*** Opening of Exercise text ***

Seventeen journalists killed by the earthquake

Seventeen journalists killed by the earthquake
Publish:
A+ A-
Journalists who reported on their observations without censoring themselves have been subjected to pressures and to "accusations of provocation," Faruk Bildirici has said.

Faruk Bildirici, who regularly scrutinizes Turkish media and exposes the political pressures it is subjected to in his articles in Duvar, said that the government, just like the leader of the 1980 military coup in Turkey, has been trying to conceal the facts and stop all kinds of criticism after the earthquake on 6 February.

He wrote in his latest article:

"We observed the results of the authorities' calls 'to rely only on official statements' in the government media from the first moment on. What they started doing was delivering the message: 'The authority always does the best.' They did this through comparisons with the 1999 earthquake, presentation of rescue efforts, human stories, broadcasts on aid campaigns, a pornography of agony, the label 'Disaster of the Century,' and lots of remarks on fate and patience. They neither commented on the failure of the government to respond to an anticipated earthquake, nor reported on the delays and shortcomings in the organization of rescue and aid operations."

He added:

"So a lesson for a journalist should be not to rely only on official statements while continuing to monitor them. If one was to consider only those statements, the teams reached all destroyed buildings at the first instant following the earthquake and search and rescue operations have been carried out without any shortcoming!"

Bildirici noted that the rescue and aid operations began to improve after the third day thanks to many journalists' reports on the true situation.

He said that journalists who reported on their observations without censoring themselves have been subjected to pressures and to "accusations of provocation," and gave an account of an incident in the southeastern city of Diyarbakir, when a reporter named Mehmet Gules was taken into custody and asked by the police: "What were you doing in an earthquake site? Did a man named M. Nuri Guzel say to you in an interview, 'AFA [Disaster and Emergency Management] is not present here, and neither is UMKE [National Medical Rescue Team]. Our people have been left alone.'"

Bildirici also announced that 17 journalists have been killed by the earthquake, and provided a list of their names.

*** Close of Exercise text ***

_Exercise A:_
Using the article on journalists and the earthquake, answer these:
(i) On what date did the earthquake occur?
(ii) After which day did the rescue and aid operations begin to improve?
(iii) In which city was the reporter Mehmet Gules taken into custody?
_Exercise B:_
Print the part of the article on journalists and the earthquake between "He said that" and "of their names.", inclusive.

*** Opening of Recorded data ***

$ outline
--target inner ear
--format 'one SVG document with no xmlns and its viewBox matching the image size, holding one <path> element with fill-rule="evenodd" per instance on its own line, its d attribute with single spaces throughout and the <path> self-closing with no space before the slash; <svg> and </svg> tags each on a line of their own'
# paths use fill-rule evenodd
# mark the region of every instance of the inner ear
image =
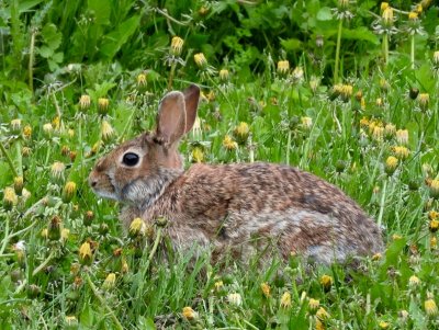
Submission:
<svg viewBox="0 0 439 330">
<path fill-rule="evenodd" d="M 196 110 L 199 107 L 200 100 L 200 88 L 195 84 L 191 84 L 183 91 L 184 104 L 185 104 L 185 127 L 184 133 L 192 129 L 193 123 L 196 118 Z"/>
<path fill-rule="evenodd" d="M 166 145 L 178 141 L 185 133 L 184 94 L 169 92 L 161 100 L 157 114 L 156 137 Z"/>
</svg>

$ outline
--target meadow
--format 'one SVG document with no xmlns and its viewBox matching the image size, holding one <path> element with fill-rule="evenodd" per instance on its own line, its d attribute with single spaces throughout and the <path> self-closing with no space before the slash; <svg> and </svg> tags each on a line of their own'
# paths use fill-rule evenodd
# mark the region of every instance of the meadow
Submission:
<svg viewBox="0 0 439 330">
<path fill-rule="evenodd" d="M 438 15 L 432 0 L 0 1 L 0 329 L 439 329 Z M 125 230 L 88 174 L 190 83 L 185 168 L 315 173 L 385 251 L 219 266 L 173 252 L 164 221 Z"/>
</svg>

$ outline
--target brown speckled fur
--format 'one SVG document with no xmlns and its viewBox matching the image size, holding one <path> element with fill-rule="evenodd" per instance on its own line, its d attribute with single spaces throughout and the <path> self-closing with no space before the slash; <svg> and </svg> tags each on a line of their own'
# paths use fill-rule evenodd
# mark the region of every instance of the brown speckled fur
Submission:
<svg viewBox="0 0 439 330">
<path fill-rule="evenodd" d="M 196 87 L 169 93 L 156 133 L 123 144 L 90 173 L 98 194 L 127 204 L 121 213 L 126 226 L 135 217 L 148 223 L 165 216 L 176 248 L 198 243 L 216 253 L 232 248 L 243 259 L 267 244 L 284 258 L 301 253 L 320 263 L 383 249 L 374 221 L 338 187 L 311 173 L 262 162 L 194 164 L 182 171 L 178 140 L 193 125 L 198 98 Z M 128 168 L 121 159 L 133 148 L 142 159 Z"/>
</svg>

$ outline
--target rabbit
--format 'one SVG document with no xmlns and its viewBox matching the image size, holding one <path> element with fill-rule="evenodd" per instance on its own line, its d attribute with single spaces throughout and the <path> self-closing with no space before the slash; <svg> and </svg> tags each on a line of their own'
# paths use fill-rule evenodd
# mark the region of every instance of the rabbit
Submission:
<svg viewBox="0 0 439 330">
<path fill-rule="evenodd" d="M 125 204 L 125 226 L 165 217 L 176 249 L 195 243 L 244 260 L 269 244 L 284 259 L 299 253 L 322 264 L 382 251 L 378 225 L 314 174 L 266 162 L 196 163 L 184 171 L 178 146 L 194 124 L 199 98 L 194 84 L 168 92 L 155 130 L 120 145 L 90 172 L 95 194 Z"/>
</svg>

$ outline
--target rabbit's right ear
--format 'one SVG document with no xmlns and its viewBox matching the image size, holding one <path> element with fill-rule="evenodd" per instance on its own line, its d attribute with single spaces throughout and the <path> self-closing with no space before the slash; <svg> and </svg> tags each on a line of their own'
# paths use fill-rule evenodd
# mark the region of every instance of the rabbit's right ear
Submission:
<svg viewBox="0 0 439 330">
<path fill-rule="evenodd" d="M 169 92 L 161 100 L 157 114 L 156 137 L 167 146 L 185 133 L 185 103 L 181 92 Z"/>
<path fill-rule="evenodd" d="M 156 137 L 165 145 L 173 145 L 191 130 L 196 118 L 200 88 L 190 86 L 183 92 L 169 92 L 160 102 Z"/>
</svg>

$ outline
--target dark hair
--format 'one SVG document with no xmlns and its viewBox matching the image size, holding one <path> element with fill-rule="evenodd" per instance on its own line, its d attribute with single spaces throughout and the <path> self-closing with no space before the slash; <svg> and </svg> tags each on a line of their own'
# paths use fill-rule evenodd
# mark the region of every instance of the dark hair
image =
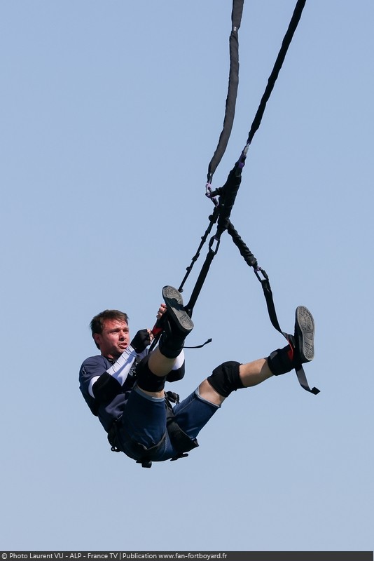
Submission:
<svg viewBox="0 0 374 561">
<path fill-rule="evenodd" d="M 126 323 L 129 323 L 129 318 L 127 313 L 124 311 L 119 310 L 104 310 L 92 318 L 90 323 L 90 328 L 92 334 L 92 337 L 95 333 L 102 333 L 104 323 L 106 320 L 118 320 L 118 321 L 125 321 Z M 95 342 L 96 346 L 99 349 L 99 346 Z"/>
</svg>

*** Close of Recorded data ***

_Problem solution A:_
(i) 6 February
(ii) The third day
(iii) Diyarbakir

_Problem solution B:_
He said that journalists who reported on their observations without censoring themselves have been subjected to pressures and to "accusations of provocation," and gave an account of an incident in the southeastern city of Diyarbakir, when a reporter named Mehmet Gules was taken into custody and asked by the police: "What were you doing in an earthquake site? Did a man named M. Nuri Guzel say to you in an interview, 'AFA [Disaster and Emergency Management] is not present here, and neither is UMKE [National Medical Rescue Team]. Our people have been left alone.'"

Bildirici also announced that 17 journalists have been killed by the earthquake, and provided a list of their names.